*Exercise requirements*
a) Repeat the stretch of the passage on Torah scrolls from "Since the Torah" through "to avoid it.", word for word.
b) From the passage on Torah scrolls, list every sentence that contains the word "vowel" or "vowels."

*Given text*
.....
The Torah scrolls are written in a very precise Hebrew calligraphy. The Hebrew alphabet contains no vowels. The vowel sounds are provided by symbols below the letters. However, the vowel sounds' symbols are not written into the scrolls. As such, one reading from the Torah would have to know the text well enough to decipher it without vowels. In the Hebrew language it's very easy to make a mistake and mispronounce a word if one uses the wrong vowel sound, thus changing the meaning of the word.  If the one reading from the Torah were to reverse the vowel sounds in the Hebrew word for water (mayim), the resulting word (miyam) would mean "from the sea".
 
Since the Torah is the Holy Book, mispronouncing a word, would alter its meaning. By extension, it would alter the meaning of the verse it's in. That could amount to heresy. We don't like that kind of thing, and try to avoid it.
.....
[Location identification items]
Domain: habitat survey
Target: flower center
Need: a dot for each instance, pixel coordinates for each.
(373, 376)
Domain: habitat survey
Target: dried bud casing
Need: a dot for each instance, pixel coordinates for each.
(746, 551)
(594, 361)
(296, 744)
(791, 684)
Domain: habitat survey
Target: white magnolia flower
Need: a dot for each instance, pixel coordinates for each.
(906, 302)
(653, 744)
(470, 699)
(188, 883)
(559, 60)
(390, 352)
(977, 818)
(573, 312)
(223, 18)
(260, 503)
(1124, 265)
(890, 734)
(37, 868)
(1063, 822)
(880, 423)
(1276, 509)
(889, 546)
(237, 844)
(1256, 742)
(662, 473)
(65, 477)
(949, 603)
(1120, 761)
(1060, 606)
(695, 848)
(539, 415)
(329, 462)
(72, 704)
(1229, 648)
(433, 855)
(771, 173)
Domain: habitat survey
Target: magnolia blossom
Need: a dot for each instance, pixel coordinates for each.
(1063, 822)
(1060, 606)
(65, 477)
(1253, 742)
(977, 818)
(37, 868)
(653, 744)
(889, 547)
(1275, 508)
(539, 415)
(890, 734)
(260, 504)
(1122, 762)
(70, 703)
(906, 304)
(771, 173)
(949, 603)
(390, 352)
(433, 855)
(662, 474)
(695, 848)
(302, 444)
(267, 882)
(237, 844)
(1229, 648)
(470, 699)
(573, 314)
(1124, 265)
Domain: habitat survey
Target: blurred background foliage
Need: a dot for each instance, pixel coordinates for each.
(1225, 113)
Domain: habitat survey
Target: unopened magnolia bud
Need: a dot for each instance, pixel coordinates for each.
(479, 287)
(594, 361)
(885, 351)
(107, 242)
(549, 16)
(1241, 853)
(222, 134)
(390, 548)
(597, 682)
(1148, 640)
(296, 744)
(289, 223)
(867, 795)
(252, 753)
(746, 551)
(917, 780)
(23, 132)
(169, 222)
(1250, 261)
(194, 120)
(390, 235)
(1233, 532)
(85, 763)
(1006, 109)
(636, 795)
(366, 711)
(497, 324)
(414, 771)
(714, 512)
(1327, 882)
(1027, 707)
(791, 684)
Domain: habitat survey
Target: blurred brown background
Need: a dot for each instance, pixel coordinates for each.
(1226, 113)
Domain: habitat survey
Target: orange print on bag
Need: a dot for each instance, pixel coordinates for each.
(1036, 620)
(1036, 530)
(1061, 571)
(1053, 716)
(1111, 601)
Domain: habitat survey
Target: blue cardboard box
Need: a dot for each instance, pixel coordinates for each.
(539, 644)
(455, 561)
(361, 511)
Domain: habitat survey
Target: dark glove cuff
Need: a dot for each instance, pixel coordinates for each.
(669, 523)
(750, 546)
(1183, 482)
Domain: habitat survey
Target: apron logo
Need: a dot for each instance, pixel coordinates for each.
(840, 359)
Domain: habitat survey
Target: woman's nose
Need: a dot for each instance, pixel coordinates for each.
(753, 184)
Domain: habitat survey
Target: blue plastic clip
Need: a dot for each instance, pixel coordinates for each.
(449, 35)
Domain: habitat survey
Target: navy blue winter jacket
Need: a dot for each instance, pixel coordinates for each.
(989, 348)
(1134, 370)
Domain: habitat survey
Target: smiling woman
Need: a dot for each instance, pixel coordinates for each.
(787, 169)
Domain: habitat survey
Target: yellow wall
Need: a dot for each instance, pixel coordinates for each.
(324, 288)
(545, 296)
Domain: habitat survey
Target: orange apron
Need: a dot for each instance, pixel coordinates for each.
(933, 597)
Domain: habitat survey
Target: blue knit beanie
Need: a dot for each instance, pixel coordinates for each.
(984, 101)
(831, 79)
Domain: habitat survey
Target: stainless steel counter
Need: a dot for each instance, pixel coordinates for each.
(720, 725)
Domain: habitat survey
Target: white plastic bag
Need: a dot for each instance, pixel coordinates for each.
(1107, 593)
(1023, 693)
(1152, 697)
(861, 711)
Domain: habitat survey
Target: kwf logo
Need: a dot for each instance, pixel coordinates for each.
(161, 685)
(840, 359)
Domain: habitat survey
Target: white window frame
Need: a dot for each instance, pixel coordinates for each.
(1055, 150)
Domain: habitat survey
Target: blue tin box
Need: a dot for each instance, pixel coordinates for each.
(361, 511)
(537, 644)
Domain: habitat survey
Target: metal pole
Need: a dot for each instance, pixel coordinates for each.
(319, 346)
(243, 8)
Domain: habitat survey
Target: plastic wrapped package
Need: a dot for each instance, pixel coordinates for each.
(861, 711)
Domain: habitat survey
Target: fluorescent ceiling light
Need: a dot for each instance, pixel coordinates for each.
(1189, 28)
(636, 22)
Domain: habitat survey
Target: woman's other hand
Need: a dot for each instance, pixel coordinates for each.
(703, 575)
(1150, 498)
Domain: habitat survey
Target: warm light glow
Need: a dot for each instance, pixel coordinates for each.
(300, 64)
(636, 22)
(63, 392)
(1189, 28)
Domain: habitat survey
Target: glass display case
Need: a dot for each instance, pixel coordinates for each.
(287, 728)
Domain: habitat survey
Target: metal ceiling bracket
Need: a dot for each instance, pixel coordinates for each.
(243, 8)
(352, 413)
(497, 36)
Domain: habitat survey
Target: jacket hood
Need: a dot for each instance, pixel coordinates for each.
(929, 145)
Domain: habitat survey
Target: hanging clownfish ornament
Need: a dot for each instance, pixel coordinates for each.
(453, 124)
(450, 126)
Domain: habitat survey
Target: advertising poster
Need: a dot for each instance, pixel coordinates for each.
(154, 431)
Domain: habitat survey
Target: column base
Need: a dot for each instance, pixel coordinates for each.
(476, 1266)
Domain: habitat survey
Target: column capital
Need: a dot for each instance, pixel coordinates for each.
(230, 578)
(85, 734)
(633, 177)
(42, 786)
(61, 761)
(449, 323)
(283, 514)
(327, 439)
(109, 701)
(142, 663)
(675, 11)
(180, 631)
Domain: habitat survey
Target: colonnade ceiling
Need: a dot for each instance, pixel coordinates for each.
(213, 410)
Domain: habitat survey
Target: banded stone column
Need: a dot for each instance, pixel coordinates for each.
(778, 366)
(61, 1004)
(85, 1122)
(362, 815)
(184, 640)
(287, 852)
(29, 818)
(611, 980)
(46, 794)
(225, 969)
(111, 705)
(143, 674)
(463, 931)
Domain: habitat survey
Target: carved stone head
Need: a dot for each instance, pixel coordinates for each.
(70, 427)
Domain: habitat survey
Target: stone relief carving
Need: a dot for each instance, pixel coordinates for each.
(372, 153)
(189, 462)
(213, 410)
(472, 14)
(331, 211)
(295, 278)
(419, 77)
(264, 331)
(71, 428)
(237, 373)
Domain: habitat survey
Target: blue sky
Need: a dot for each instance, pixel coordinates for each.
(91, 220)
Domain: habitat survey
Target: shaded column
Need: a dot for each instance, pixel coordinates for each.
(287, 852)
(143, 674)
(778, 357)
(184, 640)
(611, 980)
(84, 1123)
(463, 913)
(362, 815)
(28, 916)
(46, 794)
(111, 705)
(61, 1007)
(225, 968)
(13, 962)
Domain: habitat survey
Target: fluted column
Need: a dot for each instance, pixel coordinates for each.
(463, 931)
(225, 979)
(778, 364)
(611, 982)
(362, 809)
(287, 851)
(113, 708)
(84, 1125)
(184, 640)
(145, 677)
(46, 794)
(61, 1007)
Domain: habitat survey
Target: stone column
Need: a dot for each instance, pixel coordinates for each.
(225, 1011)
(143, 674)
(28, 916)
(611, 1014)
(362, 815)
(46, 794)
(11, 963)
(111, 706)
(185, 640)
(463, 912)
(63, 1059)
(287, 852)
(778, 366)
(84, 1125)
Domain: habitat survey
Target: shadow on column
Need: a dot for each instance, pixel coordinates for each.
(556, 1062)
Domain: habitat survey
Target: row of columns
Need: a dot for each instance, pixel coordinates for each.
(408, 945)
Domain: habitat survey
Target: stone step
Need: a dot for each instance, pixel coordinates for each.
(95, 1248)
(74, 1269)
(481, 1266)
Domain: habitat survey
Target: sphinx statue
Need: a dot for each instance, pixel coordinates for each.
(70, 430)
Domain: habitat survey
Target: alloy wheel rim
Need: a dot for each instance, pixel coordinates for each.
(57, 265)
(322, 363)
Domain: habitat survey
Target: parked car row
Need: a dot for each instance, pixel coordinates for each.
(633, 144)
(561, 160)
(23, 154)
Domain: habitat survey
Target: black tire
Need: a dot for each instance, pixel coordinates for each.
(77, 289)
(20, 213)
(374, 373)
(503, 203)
.....
*Completed exercise*
a)
Since the Torah is the Holy Book, mispronouncing a word, would alter its meaning. By extension, it would alter the meaning of the verse it's in. That could amount to heresy. We don't like that kind of thing, and try to avoid it.

b)
- The Hebrew alphabet contains no vowels.
- The vowel sounds are provided by symbols below the letters.
- However, the vowel sounds' symbols are not written into the scrolls.
- As such, one reading from the Torah would have to know the text well enough to decipher it without vowels.
- In the Hebrew language it's very easy to make a mistake and mispronounce a word if one uses the wrong vowel sound, thus changing the meaning of the word.
- If the one reading from the Torah were to reverse the vowel sounds in the Hebrew word for water (mayim), the resulting word (miyam) would mean "from the sea".